Return each entry exactly, with none missing.
::: Provided information
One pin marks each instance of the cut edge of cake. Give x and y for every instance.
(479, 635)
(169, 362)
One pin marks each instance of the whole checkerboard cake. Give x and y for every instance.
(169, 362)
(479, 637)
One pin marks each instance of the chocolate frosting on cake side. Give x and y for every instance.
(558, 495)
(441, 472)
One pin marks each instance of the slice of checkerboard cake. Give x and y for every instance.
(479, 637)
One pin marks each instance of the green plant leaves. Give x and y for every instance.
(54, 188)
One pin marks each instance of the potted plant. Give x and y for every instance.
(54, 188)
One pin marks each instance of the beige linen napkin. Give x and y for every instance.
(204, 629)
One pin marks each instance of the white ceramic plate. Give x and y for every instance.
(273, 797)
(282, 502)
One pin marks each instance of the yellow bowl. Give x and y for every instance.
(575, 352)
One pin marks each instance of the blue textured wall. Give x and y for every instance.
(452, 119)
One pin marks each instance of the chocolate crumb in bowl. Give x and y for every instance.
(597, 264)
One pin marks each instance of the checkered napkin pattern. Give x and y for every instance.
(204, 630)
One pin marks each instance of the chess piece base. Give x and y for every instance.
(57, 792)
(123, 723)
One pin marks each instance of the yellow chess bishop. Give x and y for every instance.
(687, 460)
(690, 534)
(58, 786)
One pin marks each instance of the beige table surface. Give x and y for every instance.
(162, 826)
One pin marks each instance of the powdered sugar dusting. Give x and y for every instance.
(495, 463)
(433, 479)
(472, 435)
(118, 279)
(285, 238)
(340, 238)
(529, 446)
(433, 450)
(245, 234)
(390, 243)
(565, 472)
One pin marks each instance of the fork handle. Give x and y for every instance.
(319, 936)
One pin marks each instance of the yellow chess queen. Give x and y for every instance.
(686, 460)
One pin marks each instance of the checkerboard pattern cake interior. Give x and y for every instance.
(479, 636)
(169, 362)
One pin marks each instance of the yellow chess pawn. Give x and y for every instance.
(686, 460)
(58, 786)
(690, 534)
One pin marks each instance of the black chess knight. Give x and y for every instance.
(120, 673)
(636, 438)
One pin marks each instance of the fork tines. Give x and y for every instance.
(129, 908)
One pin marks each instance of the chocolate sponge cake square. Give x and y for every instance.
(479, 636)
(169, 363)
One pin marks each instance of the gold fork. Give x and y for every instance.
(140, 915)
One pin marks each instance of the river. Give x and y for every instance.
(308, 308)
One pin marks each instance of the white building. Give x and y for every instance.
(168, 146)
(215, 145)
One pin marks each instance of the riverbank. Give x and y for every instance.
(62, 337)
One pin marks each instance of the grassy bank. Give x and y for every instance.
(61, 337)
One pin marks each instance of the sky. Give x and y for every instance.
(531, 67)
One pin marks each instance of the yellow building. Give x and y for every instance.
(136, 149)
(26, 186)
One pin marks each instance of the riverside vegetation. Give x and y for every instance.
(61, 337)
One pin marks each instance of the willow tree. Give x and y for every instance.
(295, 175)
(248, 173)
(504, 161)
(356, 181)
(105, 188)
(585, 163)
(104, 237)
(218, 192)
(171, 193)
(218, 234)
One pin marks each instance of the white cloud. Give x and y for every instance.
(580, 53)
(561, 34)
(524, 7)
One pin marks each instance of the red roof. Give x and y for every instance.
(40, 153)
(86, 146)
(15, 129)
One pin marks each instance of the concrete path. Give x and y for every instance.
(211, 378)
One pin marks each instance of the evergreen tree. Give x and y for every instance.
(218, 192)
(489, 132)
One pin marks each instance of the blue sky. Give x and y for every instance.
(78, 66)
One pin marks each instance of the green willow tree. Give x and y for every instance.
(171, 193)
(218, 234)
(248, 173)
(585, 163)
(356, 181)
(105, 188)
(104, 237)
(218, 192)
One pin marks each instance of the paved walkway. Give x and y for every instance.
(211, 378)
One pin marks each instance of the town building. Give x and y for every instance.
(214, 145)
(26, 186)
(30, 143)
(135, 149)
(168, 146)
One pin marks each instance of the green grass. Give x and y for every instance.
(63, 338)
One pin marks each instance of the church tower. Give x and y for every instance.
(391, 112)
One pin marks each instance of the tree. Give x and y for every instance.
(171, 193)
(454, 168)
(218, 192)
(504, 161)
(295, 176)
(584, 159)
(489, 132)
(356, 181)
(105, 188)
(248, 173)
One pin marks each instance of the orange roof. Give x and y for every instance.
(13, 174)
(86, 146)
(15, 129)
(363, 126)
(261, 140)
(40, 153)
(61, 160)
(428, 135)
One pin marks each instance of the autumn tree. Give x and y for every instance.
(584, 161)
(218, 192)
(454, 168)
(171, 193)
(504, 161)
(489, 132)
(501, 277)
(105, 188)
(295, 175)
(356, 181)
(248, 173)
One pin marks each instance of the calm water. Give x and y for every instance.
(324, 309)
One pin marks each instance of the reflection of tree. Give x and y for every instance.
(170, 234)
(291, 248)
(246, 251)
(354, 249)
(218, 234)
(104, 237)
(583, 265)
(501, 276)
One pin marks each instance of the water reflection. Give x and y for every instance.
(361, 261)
::::::
### Response area
One pin marks each instance of the cut edge of cake. Give x and y for every instance.
(479, 635)
(169, 362)
One pin marks each instance of the whole checkerboard cake. Give x and y for every instance.
(169, 362)
(479, 637)
One pin marks each instance of the chocolate frosting on cake side. Give x and y for every instance.
(558, 495)
(441, 472)
One pin marks each instance of the slice of checkerboard cake. Give x and y for every instance.
(479, 637)
One pin marks each instance of the green plant leaves. Give x and y for every instance.
(54, 188)
One pin marks each instance of the potted plant. Give x and y for every instance.
(54, 188)
One pin marks each instance of the beige linen napkin. Give x and y for every instance.
(204, 629)
One pin marks each instance of the white ceramic plate. Give x and y for every instance.
(273, 797)
(282, 502)
One pin marks each instance of the yellow bowl. Give x and y for every instance.
(575, 352)
One pin marks each instance of the blue textured wall. Give x and y for every instance.
(452, 119)
One pin marks each instance of the chocolate crumb in bowl. Give x and y for every instance.
(597, 264)
One pin marks each instance of the checkered napkin pattern. Give x and y for every instance.
(204, 630)
One pin marks each instance of the chess piece base. Give x and y for every instance.
(57, 792)
(123, 723)
One pin marks each instance of the yellow chess bishop. Give x and y for every instance.
(687, 460)
(690, 534)
(58, 786)
One pin marks each instance of the beige table surface. Give x and y for every instance.
(162, 826)
One pin marks each instance of the powdered sugar dusting. Give x and y for every instance.
(495, 463)
(433, 479)
(472, 435)
(118, 279)
(285, 238)
(340, 238)
(529, 446)
(433, 450)
(245, 234)
(390, 243)
(565, 472)
One pin marks each instance of the fork handle. Give x and y for every instance.
(319, 936)
One pin marks each instance of the yellow chess queen. Give x and y for every instance.
(686, 460)
One pin marks each instance of the checkerboard pattern cake interior. Give x and y for every instance.
(479, 636)
(169, 362)
One pin marks each instance of the yellow chess pawn. Give x and y for every instance.
(686, 460)
(58, 786)
(690, 534)
One pin marks each instance of the black chess knight. Give x and y for every instance.
(120, 673)
(636, 438)
One pin marks each instance of the fork tines. Give x and y for every instance.
(129, 908)
One pin marks each instance of the chocolate sponge cake square. Give x and y for every instance.
(479, 636)
(169, 363)
One pin marks each instance of the gold fork. Give x and y for every instance.
(140, 915)
One pin marks each instance of the river. Give x and y for every instance.
(308, 308)
One pin marks each instance of the white building. Give x and y for every instance.
(168, 146)
(215, 145)
One pin marks each instance of the riverbank. Give x and y for every instance.
(62, 337)
One pin marks each instance of the grassy bank. Give x and y for every instance.
(61, 337)
One pin marks each instance of the sky. Give x and y for every instance.
(531, 67)
One pin marks each instance of the yellow building. Give x and y for every instance.
(136, 149)
(26, 186)
One pin marks each instance of the riverside vegetation. Give x and y for every instance.
(61, 337)
One pin marks each instance of the willow tree. Give x and y for every instance.
(295, 175)
(248, 173)
(504, 161)
(356, 181)
(105, 188)
(585, 163)
(104, 237)
(218, 192)
(171, 193)
(218, 234)
One pin marks each instance of the white cloud. Give x and y for every instance.
(580, 53)
(561, 34)
(524, 7)
One pin marks each instance of the red roof. Give x and y for every instance.
(40, 153)
(86, 146)
(15, 129)
One pin marks each instance of the concrete path. Give x and y for every instance.
(211, 378)
One pin marks each instance of the evergreen tree. Give x and y for every instance.
(218, 192)
(489, 132)
One pin marks each instance of the blue sky. Give x and y for every instance.
(78, 66)
One pin marks each instance of the green willow tree. Give x and y for every instance.
(171, 193)
(218, 234)
(248, 173)
(585, 163)
(356, 181)
(105, 188)
(104, 237)
(218, 192)
One pin marks each instance of the paved walkway. Give x and y for every instance.
(211, 378)
One pin marks each instance of the town building. Give x and y for every instance.
(214, 145)
(26, 186)
(30, 143)
(135, 149)
(168, 146)
One pin marks each instance of the green grass. Give x and y for every instance.
(63, 338)
One pin marks each instance of the church tower. Give x and y for every instance.
(391, 112)
One pin marks each instance of the tree. Give x and y for every instance.
(171, 193)
(454, 168)
(218, 192)
(504, 161)
(295, 176)
(584, 159)
(489, 132)
(356, 181)
(105, 188)
(248, 173)
One pin marks each instance of the orange roof. Give x and y for every instance.
(13, 174)
(86, 146)
(15, 129)
(363, 126)
(261, 140)
(40, 153)
(61, 160)
(428, 135)
One pin marks each instance of the autumn tree. Give x and y for every instance.
(584, 161)
(218, 192)
(454, 168)
(171, 193)
(504, 161)
(489, 132)
(501, 277)
(105, 188)
(295, 175)
(356, 181)
(248, 173)
One pin marks each instance of the calm water. Give x and y for every instance.
(324, 309)
One pin marks each instance of the reflection of tree. Give x and y for every instance.
(170, 234)
(291, 248)
(246, 251)
(354, 249)
(218, 234)
(104, 237)
(583, 265)
(501, 276)
One pin marks each instance of the water reflection. Give x and y for every instance.
(361, 261)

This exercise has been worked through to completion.